Another thing many post-modern states have managed to do is allow people their strongly rhythmic music, for people have chosen to make it almost exclusively about romantic love. It has, however, inevitably had political content, but that has proven to be ok because the postmodern state has been able to commodify political rebelliousness, so that it is a marketing tool ("Work in retail, pay rent and taxes, but stick it to the many by buying a Che t-shirt and a Rage Against the Machine CD") rather than an actual threat to power. Once free speech was proven safe for the state, rhythm could flourish.


----------



## millionrainbows

science said:


> To be fair to the modern state, as opposed to its forerunners from the Bronze Age through the Enlightenment, the modern state has learned to incorporate a lot of elements formerly characteristic of religion.
> 
> One of those is the old style hymns, the kind that were permissible for religions in agricultural states. Many of the national anthems are like that.


We should emphasize the hymn as individual expression, not as an assimilated commodity. As you will read in my latest posts and blog, "man-made" hymns sprang directly from the people, in dissent against the rigid Church of England. Folk-derived music has been perceived as a threat by The State as recently as the 1950s in Amerika, where Pete Seeger's anthem "This Land Is Your Land" was considered communist, and "If I Had a Hammer" was thought to refer to the Soviet hammer and sickle.

········

Given instruction | In the forum excerpt, why has the political content of strongly rhythmic music proven acceptable to the postmodern state? Answer in one to three sentences.

········

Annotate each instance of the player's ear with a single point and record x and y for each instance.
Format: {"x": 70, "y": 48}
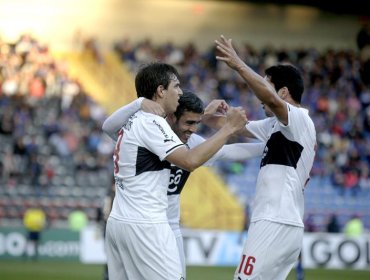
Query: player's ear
{"x": 284, "y": 93}
{"x": 171, "y": 118}
{"x": 160, "y": 91}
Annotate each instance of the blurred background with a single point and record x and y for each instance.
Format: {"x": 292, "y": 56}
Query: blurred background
{"x": 66, "y": 65}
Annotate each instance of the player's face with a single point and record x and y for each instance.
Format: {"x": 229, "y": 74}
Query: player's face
{"x": 186, "y": 125}
{"x": 172, "y": 95}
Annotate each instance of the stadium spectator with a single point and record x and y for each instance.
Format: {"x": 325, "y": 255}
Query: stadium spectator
{"x": 77, "y": 220}
{"x": 138, "y": 220}
{"x": 354, "y": 227}
{"x": 184, "y": 122}
{"x": 276, "y": 228}
{"x": 34, "y": 220}
{"x": 333, "y": 224}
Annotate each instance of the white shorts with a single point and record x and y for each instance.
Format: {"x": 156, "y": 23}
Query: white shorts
{"x": 141, "y": 251}
{"x": 270, "y": 251}
{"x": 180, "y": 246}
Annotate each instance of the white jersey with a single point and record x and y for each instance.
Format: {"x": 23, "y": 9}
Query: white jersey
{"x": 141, "y": 175}
{"x": 285, "y": 166}
{"x": 179, "y": 176}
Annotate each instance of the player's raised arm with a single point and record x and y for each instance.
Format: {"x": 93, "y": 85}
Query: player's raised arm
{"x": 263, "y": 90}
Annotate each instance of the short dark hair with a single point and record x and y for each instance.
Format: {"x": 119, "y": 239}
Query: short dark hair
{"x": 286, "y": 75}
{"x": 152, "y": 75}
{"x": 189, "y": 102}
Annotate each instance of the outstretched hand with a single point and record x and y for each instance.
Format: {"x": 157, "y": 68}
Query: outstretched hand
{"x": 228, "y": 53}
{"x": 236, "y": 118}
{"x": 216, "y": 107}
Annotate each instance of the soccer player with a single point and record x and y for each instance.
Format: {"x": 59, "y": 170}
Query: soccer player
{"x": 276, "y": 230}
{"x": 184, "y": 122}
{"x": 139, "y": 241}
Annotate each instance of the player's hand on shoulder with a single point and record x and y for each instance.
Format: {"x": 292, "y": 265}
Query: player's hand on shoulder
{"x": 153, "y": 107}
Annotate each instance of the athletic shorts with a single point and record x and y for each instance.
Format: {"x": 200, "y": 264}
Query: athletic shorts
{"x": 180, "y": 246}
{"x": 141, "y": 251}
{"x": 270, "y": 251}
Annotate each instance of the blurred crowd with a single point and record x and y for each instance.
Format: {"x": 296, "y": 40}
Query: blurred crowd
{"x": 50, "y": 129}
{"x": 337, "y": 94}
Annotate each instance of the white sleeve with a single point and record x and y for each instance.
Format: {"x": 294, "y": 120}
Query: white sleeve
{"x": 238, "y": 151}
{"x": 114, "y": 122}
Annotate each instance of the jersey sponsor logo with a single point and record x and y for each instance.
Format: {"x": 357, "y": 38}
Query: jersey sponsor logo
{"x": 169, "y": 140}
{"x": 178, "y": 178}
{"x": 163, "y": 132}
{"x": 118, "y": 183}
{"x": 147, "y": 161}
{"x": 280, "y": 150}
{"x": 129, "y": 122}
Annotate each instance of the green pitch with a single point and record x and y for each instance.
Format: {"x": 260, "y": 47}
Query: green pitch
{"x": 50, "y": 270}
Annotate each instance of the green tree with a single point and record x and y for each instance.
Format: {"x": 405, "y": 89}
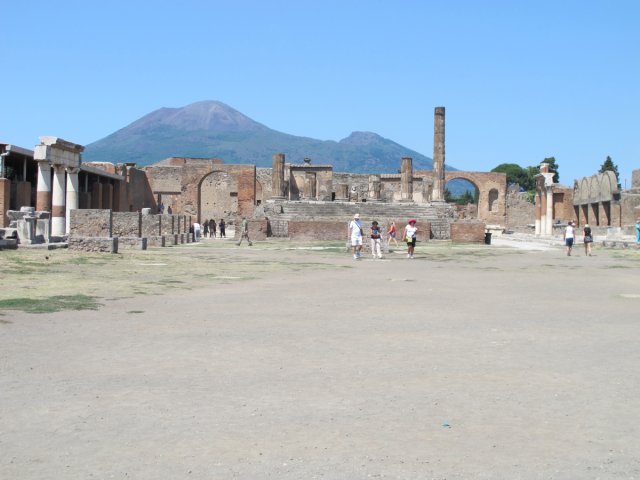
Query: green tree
{"x": 553, "y": 168}
{"x": 609, "y": 166}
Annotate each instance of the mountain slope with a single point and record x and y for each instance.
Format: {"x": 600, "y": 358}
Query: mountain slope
{"x": 212, "y": 129}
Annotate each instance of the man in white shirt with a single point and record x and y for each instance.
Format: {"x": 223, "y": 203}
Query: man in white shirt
{"x": 355, "y": 235}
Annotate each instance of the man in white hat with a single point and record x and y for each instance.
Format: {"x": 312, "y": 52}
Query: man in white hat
{"x": 355, "y": 234}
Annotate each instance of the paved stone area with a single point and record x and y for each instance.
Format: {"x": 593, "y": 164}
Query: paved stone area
{"x": 479, "y": 362}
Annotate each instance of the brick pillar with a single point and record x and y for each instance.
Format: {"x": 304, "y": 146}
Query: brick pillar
{"x": 43, "y": 189}
{"x": 72, "y": 200}
{"x": 58, "y": 208}
{"x": 374, "y": 188}
{"x": 277, "y": 175}
{"x": 438, "y": 155}
{"x": 538, "y": 203}
{"x": 406, "y": 180}
{"x": 5, "y": 198}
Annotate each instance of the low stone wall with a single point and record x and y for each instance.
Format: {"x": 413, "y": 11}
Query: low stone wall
{"x": 467, "y": 232}
{"x": 91, "y": 223}
{"x": 93, "y": 244}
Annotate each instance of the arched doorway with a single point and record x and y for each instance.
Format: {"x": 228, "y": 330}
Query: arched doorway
{"x": 464, "y": 194}
{"x": 218, "y": 197}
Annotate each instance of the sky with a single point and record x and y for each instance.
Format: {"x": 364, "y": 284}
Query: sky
{"x": 520, "y": 80}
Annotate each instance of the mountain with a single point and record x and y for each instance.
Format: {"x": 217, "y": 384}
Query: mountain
{"x": 211, "y": 129}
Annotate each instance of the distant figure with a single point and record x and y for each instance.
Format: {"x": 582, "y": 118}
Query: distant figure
{"x": 355, "y": 236}
{"x": 588, "y": 239}
{"x": 409, "y": 235}
{"x": 196, "y": 232}
{"x": 244, "y": 231}
{"x": 569, "y": 235}
{"x": 376, "y": 251}
{"x": 392, "y": 232}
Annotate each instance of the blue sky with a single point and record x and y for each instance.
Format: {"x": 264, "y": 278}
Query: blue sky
{"x": 520, "y": 80}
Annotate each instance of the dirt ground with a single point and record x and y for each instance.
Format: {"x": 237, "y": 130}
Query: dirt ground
{"x": 289, "y": 362}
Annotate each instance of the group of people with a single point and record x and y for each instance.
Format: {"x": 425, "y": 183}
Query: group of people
{"x": 570, "y": 238}
{"x": 356, "y": 234}
{"x": 208, "y": 229}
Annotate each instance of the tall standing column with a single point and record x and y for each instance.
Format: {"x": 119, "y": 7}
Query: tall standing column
{"x": 72, "y": 195}
{"x": 277, "y": 175}
{"x": 43, "y": 189}
{"x": 58, "y": 224}
{"x": 406, "y": 179}
{"x": 549, "y": 211}
{"x": 438, "y": 155}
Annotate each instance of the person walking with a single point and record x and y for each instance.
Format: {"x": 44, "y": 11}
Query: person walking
{"x": 409, "y": 234}
{"x": 569, "y": 235}
{"x": 212, "y": 228}
{"x": 588, "y": 240}
{"x": 375, "y": 240}
{"x": 355, "y": 236}
{"x": 391, "y": 234}
{"x": 244, "y": 231}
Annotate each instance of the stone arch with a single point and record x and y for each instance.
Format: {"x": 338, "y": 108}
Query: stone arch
{"x": 218, "y": 195}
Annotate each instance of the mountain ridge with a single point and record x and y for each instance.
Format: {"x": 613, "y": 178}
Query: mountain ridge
{"x": 212, "y": 129}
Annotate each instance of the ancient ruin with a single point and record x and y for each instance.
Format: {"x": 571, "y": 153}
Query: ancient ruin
{"x": 288, "y": 200}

········

Response to this exercise | The postmodern state has been able to commodify political rebelliousness. This turns it into a marketing tool rather than an actual threat to power.